Instruction
Print exactly the lines from the line with "Objective — one pin per instance of the camouflage patrol" to the last line of the data, please, both included.

┌────────

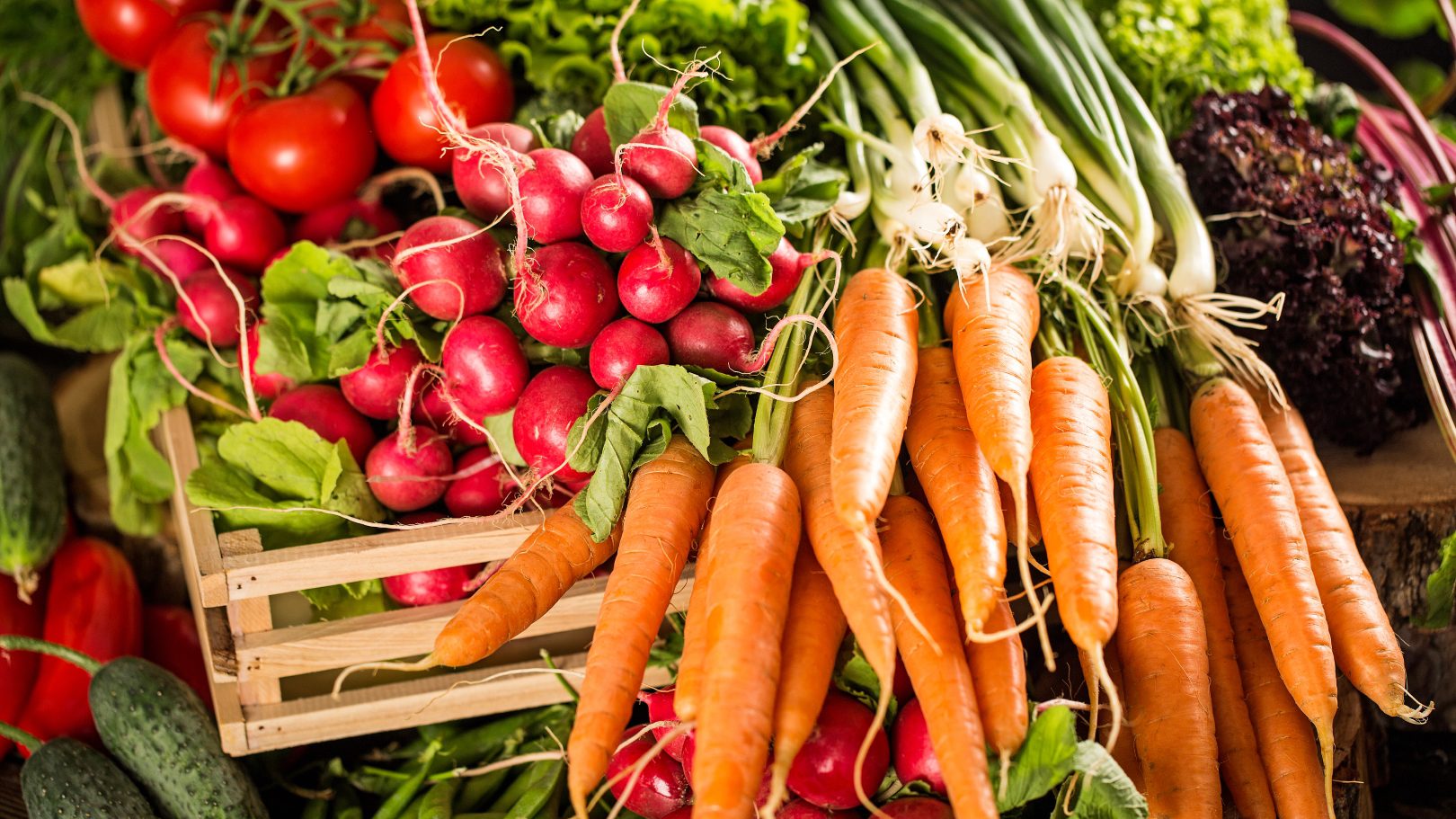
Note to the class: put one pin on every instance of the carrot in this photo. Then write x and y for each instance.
(1366, 647)
(1286, 743)
(992, 323)
(666, 509)
(1072, 476)
(1258, 506)
(816, 627)
(1165, 676)
(1190, 528)
(958, 484)
(939, 675)
(688, 687)
(875, 325)
(756, 537)
(523, 589)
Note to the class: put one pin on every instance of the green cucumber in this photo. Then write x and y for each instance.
(32, 473)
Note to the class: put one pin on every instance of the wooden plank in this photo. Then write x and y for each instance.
(350, 560)
(406, 633)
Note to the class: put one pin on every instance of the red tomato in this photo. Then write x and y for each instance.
(472, 79)
(180, 86)
(129, 31)
(303, 152)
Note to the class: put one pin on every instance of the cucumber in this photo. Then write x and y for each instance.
(67, 780)
(159, 732)
(32, 473)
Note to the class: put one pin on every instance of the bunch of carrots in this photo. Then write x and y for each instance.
(1214, 647)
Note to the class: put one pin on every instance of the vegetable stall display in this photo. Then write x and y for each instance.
(896, 325)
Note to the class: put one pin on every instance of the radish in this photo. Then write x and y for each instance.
(657, 280)
(324, 410)
(565, 295)
(213, 312)
(915, 758)
(485, 366)
(549, 405)
(622, 347)
(788, 269)
(824, 770)
(591, 143)
(617, 213)
(244, 232)
(465, 261)
(410, 474)
(551, 182)
(659, 790)
(207, 184)
(711, 335)
(734, 146)
(484, 490)
(376, 387)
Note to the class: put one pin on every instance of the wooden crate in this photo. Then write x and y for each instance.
(255, 662)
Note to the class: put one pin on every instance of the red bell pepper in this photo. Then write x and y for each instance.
(16, 668)
(171, 642)
(93, 605)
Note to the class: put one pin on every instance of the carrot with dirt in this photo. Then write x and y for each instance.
(1366, 647)
(664, 512)
(1165, 675)
(1190, 528)
(938, 672)
(812, 638)
(1242, 467)
(1287, 746)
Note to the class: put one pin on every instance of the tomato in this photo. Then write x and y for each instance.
(129, 31)
(474, 80)
(180, 86)
(303, 152)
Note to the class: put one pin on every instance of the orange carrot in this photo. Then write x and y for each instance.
(1190, 528)
(1366, 647)
(1258, 506)
(816, 627)
(1286, 743)
(939, 675)
(1165, 675)
(525, 588)
(666, 509)
(756, 537)
(875, 325)
(958, 484)
(1072, 476)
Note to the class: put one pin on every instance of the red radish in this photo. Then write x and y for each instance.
(788, 269)
(213, 314)
(565, 295)
(324, 410)
(915, 758)
(824, 770)
(551, 182)
(244, 232)
(485, 366)
(376, 387)
(617, 213)
(659, 790)
(653, 290)
(734, 146)
(484, 490)
(622, 347)
(466, 264)
(207, 184)
(406, 476)
(593, 145)
(711, 335)
(555, 398)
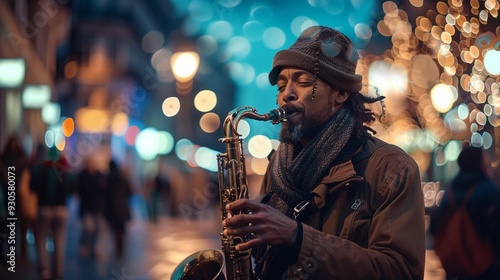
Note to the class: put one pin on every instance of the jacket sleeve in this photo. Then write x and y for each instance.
(396, 238)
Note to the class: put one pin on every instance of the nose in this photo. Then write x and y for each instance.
(289, 94)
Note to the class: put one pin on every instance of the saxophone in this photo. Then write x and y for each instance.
(209, 264)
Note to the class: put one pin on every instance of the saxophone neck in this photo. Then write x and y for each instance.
(233, 118)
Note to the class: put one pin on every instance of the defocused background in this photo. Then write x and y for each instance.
(148, 83)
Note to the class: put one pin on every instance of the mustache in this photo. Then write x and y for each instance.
(291, 108)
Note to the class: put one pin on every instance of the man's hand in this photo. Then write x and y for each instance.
(268, 225)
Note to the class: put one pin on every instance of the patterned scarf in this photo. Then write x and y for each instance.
(292, 179)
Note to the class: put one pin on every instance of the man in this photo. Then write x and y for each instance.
(340, 203)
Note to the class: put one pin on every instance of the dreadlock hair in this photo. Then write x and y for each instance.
(356, 103)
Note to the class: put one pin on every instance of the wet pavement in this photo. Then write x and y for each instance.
(152, 250)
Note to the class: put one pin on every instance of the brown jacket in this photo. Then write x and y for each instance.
(371, 229)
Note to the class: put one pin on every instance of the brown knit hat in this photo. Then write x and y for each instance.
(333, 54)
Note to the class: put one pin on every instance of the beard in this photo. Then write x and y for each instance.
(294, 133)
(291, 134)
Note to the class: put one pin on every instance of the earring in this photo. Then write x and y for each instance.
(315, 85)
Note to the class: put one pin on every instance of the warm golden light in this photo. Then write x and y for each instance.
(119, 123)
(92, 120)
(68, 127)
(442, 98)
(205, 100)
(209, 122)
(184, 65)
(171, 106)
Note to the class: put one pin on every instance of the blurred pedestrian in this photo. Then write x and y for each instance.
(16, 165)
(117, 209)
(474, 187)
(53, 183)
(90, 191)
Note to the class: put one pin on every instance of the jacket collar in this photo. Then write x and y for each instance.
(339, 177)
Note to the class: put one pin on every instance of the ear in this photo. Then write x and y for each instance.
(341, 97)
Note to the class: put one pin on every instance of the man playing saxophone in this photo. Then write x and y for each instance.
(340, 203)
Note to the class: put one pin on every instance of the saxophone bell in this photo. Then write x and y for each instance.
(233, 185)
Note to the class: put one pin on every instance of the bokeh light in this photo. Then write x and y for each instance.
(259, 146)
(171, 106)
(205, 100)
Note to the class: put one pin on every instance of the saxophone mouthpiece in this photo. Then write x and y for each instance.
(277, 115)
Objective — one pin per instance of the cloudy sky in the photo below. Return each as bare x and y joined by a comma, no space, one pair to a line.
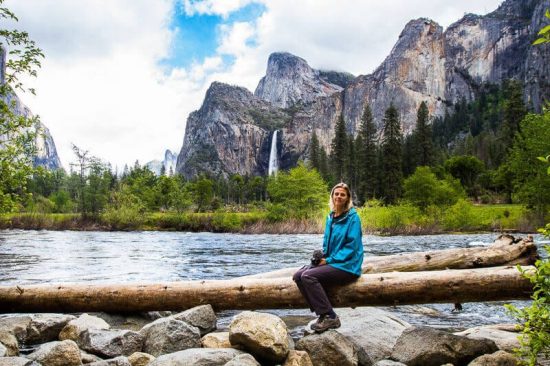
121,76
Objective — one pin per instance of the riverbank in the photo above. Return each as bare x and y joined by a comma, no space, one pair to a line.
392,220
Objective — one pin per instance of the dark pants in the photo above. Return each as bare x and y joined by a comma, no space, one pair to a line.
312,282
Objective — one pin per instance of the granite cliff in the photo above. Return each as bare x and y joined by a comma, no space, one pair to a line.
231,132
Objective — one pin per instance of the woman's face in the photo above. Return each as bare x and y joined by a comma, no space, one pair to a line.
340,197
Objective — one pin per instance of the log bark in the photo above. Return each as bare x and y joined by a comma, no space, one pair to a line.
505,250
395,288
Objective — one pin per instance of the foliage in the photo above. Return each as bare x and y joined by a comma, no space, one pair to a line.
16,130
300,193
424,189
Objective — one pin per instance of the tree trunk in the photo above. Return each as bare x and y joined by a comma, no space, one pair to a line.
505,250
395,288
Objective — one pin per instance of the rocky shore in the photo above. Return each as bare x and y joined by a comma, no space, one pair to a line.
368,336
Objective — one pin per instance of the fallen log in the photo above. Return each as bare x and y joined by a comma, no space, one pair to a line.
505,250
393,288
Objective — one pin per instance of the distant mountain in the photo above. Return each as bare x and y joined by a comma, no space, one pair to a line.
232,131
46,154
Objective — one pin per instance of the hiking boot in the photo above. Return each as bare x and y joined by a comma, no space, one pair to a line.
325,324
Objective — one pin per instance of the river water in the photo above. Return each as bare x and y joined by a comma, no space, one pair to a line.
34,257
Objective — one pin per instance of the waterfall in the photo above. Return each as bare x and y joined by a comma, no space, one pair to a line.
273,159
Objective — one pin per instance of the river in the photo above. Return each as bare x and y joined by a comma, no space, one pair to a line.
34,257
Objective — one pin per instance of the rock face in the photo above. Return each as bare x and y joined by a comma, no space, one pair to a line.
231,133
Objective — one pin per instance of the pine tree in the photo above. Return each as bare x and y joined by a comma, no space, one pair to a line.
339,150
392,145
367,156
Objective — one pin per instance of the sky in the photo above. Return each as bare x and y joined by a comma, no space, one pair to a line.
120,77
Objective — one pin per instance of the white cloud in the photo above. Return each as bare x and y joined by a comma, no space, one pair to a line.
101,86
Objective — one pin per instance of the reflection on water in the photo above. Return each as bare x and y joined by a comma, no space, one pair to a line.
32,257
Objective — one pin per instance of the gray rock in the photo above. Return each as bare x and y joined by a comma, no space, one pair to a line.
263,335
76,326
140,359
425,346
17,361
9,341
16,325
110,343
504,336
373,330
202,317
197,357
243,360
117,361
331,348
57,353
499,358
167,335
46,327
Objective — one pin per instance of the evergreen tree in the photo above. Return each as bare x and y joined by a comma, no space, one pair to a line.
366,156
339,150
392,145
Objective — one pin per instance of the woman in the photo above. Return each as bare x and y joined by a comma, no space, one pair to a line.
343,257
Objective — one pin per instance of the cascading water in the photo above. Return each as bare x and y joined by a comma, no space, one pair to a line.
273,159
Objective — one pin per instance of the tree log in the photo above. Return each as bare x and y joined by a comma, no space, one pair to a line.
394,288
505,250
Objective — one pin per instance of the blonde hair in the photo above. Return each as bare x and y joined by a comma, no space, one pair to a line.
344,186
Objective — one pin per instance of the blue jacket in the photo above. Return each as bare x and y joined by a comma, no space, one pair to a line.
342,243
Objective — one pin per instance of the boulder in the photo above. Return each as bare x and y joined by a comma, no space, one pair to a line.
298,358
499,358
505,336
76,326
110,343
216,340
16,325
331,348
17,361
168,335
424,346
117,361
57,353
197,357
140,358
46,327
202,317
373,330
243,360
9,341
263,335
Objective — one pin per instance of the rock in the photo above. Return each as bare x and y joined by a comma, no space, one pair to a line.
374,330
17,361
16,325
506,338
202,317
499,358
216,340
46,327
110,343
168,335
117,361
88,357
243,360
389,363
263,335
298,358
331,348
57,353
197,357
140,358
9,341
424,346
76,326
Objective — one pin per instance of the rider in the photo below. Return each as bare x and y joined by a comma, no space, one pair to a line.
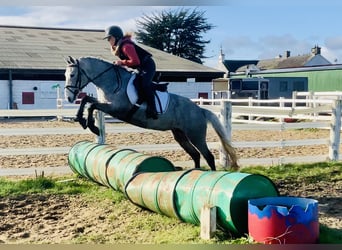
133,56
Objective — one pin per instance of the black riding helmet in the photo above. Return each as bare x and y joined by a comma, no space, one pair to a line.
114,31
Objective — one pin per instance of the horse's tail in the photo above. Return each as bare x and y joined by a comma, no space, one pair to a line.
219,129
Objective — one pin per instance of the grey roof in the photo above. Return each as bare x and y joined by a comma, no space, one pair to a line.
46,48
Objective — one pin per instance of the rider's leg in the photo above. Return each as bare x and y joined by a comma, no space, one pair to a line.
147,76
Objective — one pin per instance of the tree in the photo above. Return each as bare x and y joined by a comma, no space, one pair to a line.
177,32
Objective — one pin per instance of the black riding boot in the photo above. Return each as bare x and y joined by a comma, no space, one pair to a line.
151,111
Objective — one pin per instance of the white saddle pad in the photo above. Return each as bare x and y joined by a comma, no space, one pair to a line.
161,100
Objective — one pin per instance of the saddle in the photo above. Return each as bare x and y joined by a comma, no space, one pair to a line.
134,93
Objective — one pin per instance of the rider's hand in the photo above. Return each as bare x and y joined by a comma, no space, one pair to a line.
118,62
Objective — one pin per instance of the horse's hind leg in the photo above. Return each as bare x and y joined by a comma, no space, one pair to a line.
198,140
184,142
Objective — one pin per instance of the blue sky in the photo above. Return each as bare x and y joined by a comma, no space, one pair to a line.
244,29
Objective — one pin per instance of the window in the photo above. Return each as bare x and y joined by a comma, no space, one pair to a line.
283,86
27,97
298,86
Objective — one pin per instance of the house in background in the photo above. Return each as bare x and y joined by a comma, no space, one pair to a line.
32,64
322,75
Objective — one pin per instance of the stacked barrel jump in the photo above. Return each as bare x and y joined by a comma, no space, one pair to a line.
154,183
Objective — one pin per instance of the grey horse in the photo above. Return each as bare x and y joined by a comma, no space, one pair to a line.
186,120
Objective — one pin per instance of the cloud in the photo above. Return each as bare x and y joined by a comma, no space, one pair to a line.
96,17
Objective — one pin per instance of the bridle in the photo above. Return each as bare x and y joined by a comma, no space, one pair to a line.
74,89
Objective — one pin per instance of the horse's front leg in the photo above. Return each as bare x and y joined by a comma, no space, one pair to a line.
104,107
91,120
79,115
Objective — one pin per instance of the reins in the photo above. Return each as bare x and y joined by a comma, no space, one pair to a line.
75,89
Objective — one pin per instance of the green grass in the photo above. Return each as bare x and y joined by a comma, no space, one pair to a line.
149,227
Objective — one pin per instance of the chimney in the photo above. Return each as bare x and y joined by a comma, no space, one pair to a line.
287,54
316,50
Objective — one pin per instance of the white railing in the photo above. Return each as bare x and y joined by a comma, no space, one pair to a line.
230,117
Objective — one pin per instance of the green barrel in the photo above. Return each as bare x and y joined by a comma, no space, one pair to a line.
113,169
97,161
155,191
228,192
126,164
110,167
77,156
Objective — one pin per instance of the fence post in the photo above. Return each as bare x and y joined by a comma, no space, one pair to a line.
226,120
100,123
335,128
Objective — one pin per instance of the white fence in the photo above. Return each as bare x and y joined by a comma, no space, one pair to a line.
324,114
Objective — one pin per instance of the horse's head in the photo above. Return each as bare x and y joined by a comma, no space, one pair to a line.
73,81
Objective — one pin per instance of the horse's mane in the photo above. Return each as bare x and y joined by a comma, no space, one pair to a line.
93,58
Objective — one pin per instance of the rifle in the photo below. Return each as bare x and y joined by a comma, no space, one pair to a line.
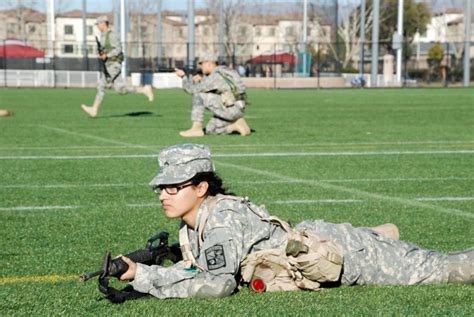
101,51
152,254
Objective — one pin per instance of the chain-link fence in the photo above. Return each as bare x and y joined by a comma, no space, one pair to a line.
424,64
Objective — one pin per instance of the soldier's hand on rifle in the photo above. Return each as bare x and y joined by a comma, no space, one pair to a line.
179,72
197,78
132,269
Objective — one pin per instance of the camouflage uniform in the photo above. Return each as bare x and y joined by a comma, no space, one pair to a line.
235,228
206,94
111,44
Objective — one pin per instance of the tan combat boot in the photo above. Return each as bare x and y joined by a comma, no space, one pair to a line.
239,126
195,131
388,230
5,113
91,111
461,267
147,90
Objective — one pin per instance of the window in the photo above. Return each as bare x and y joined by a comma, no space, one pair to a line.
31,28
68,49
11,28
68,29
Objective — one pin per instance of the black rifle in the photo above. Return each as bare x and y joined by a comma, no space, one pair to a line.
101,51
152,254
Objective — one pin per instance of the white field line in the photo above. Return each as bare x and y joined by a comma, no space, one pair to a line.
27,208
262,182
317,201
250,145
353,191
278,202
445,198
238,155
93,137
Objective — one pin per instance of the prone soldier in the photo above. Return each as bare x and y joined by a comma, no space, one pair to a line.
111,56
224,236
221,91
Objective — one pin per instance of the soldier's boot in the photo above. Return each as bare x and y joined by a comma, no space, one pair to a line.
147,90
195,131
5,113
91,111
461,267
388,230
239,126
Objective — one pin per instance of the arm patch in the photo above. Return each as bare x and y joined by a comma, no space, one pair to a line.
215,257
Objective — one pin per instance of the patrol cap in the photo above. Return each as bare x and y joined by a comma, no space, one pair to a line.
102,18
181,162
208,57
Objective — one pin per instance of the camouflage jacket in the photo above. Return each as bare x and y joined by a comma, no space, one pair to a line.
216,82
234,228
111,44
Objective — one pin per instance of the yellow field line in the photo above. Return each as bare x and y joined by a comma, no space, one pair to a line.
37,279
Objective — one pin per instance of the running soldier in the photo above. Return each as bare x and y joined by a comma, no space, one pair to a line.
110,53
221,91
227,241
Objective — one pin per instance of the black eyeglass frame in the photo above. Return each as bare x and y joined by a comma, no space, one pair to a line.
158,189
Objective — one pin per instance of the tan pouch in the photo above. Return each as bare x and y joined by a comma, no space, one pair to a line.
228,98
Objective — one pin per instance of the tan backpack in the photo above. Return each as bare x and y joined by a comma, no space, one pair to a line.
305,263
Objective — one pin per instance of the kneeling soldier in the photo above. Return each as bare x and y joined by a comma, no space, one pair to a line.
221,91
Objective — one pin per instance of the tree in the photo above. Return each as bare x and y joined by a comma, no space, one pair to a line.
416,17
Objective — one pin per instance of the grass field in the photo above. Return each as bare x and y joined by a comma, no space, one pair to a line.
72,187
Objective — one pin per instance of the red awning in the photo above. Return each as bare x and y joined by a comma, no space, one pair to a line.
282,58
17,49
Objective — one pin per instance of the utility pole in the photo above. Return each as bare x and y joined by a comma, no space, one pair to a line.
467,42
84,36
400,38
375,43
221,32
305,37
159,39
191,38
123,38
362,37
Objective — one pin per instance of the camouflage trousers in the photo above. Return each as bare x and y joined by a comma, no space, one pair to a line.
222,116
119,84
370,258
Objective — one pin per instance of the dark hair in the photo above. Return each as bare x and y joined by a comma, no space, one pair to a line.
216,185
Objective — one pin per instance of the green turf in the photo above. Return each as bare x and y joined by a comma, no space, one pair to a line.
420,142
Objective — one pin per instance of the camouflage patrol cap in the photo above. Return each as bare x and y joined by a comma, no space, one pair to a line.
208,57
102,18
181,162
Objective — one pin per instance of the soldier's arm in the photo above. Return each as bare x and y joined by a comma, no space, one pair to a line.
220,258
115,43
211,83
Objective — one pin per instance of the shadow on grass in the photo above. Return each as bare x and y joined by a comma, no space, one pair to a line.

└────────

Expected answer
Objective — one pin per instance of the camouflage patrol cap in the photo above. Return each as bare x and y joined by a comma, no space, one pair to a line.
208,57
102,18
181,162
Objective — one pin per instance of the soldier's arm in the photo above. Return each as bare x and y joined by a comma, no space, one pair to a line.
220,258
115,43
211,83
Objective — one pin per instance of the shadow on grass in the photo above. Return each as bare x and y joined by a comma, no space, one pair to a line.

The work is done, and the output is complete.